§ **Description of the task**: Every line below that holds the string "hull" should be copied out.

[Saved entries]
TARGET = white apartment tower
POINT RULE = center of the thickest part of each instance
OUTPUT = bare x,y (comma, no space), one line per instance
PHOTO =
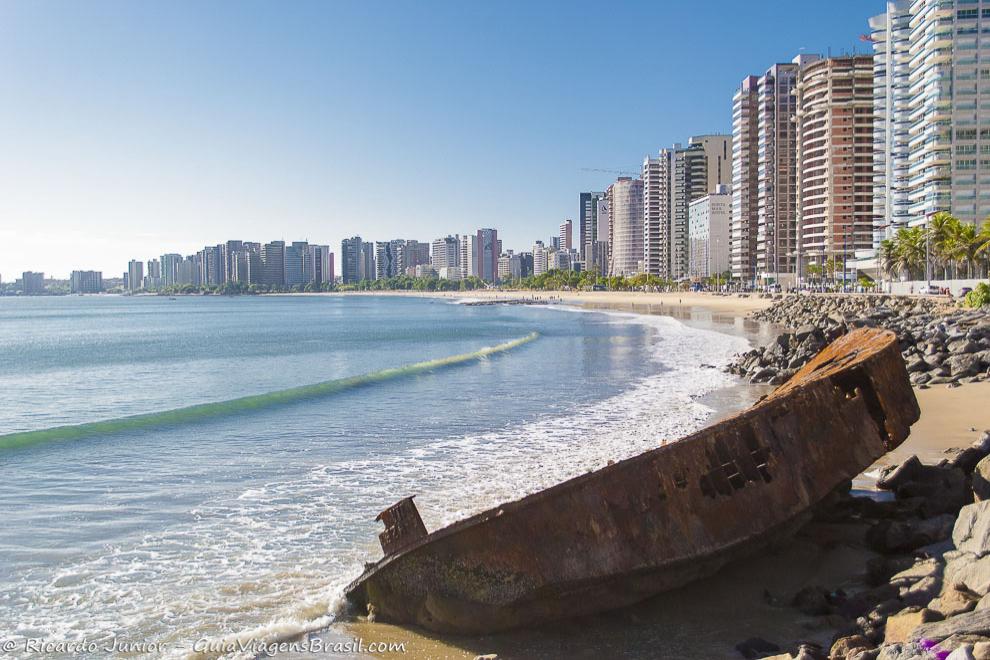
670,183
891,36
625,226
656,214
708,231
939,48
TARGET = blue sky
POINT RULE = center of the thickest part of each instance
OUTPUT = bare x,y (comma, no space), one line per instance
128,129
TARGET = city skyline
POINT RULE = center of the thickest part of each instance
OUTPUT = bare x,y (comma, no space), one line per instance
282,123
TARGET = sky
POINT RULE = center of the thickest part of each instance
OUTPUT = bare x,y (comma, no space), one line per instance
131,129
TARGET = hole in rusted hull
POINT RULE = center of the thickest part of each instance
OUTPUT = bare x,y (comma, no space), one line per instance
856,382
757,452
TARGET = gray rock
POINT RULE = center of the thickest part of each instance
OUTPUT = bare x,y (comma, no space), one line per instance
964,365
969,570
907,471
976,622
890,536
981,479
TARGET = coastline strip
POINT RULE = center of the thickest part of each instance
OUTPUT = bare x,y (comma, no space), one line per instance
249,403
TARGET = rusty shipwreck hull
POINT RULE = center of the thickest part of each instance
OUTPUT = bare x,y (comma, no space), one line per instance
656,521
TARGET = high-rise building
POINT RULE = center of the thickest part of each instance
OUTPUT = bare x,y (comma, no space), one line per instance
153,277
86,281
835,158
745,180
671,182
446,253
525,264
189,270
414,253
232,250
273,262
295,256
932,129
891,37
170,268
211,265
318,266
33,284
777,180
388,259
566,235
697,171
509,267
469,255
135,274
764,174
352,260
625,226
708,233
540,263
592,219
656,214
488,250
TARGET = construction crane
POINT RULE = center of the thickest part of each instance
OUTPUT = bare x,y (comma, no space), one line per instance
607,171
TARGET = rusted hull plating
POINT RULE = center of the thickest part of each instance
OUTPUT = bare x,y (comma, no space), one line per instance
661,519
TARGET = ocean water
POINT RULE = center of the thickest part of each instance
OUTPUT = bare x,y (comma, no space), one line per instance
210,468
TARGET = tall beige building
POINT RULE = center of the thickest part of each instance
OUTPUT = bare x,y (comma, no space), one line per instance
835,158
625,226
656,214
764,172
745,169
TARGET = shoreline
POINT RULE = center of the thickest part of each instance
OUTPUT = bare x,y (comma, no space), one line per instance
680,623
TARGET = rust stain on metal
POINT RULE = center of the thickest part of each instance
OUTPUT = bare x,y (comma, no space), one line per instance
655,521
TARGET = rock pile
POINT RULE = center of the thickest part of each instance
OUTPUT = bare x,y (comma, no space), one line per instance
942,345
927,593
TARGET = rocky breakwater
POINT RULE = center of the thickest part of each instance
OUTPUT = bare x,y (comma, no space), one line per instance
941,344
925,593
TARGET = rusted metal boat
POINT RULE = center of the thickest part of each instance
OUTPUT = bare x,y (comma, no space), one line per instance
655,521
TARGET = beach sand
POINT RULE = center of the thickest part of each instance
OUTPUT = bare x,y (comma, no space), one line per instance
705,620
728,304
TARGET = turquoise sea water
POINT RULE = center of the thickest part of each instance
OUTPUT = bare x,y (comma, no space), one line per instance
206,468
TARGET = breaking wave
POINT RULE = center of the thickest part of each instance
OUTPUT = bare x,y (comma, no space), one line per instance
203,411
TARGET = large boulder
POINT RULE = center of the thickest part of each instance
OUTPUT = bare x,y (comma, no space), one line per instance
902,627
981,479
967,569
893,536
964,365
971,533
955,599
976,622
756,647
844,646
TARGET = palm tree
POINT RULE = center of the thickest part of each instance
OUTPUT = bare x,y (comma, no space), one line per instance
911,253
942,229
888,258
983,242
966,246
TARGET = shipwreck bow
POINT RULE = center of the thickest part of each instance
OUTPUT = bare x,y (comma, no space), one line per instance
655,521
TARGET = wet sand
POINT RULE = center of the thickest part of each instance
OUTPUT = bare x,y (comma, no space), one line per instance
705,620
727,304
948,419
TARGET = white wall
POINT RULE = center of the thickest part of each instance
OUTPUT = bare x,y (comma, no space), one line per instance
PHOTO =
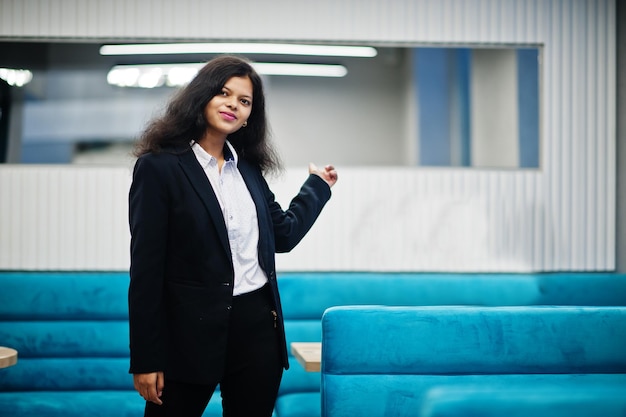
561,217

§ **Problem solution**:
TARGET = hole in rusted hull
TARGET = rusty shipwreck hull
TARGET = rusted hull plating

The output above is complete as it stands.